OBJECTIVE :: Copy out the lines below word for word, running from the line that contains "Locate the tree" through the line that contains "Locate the dry", with both ends included. Leave the pictures out of your copy.

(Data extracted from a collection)
start

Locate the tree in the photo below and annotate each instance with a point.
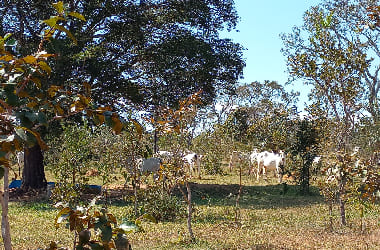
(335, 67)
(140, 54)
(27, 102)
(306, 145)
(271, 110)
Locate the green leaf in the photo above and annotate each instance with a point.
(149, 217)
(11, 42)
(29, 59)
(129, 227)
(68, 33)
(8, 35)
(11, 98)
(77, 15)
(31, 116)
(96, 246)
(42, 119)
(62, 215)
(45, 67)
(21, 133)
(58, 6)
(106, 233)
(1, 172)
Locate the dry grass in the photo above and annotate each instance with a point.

end
start

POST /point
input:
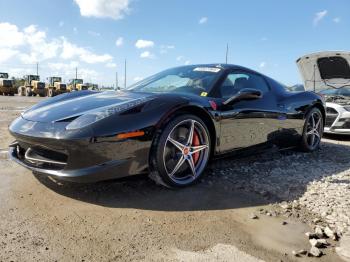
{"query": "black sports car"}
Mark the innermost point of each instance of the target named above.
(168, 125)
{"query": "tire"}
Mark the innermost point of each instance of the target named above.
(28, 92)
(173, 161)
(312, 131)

end

RESPONSE ::
Locate the tree in the photo below and annotate each instance with a point.
(335, 67)
(140, 54)
(27, 102)
(306, 145)
(271, 110)
Locate the green leaf in the photo above and annotate each instance with a point.
(149, 217)
(11, 42)
(29, 59)
(129, 227)
(68, 33)
(8, 35)
(11, 98)
(77, 15)
(31, 116)
(96, 246)
(42, 119)
(62, 215)
(45, 67)
(21, 133)
(58, 6)
(106, 233)
(1, 172)
Locate the dry grass in the photo above and annotate each instance with a point.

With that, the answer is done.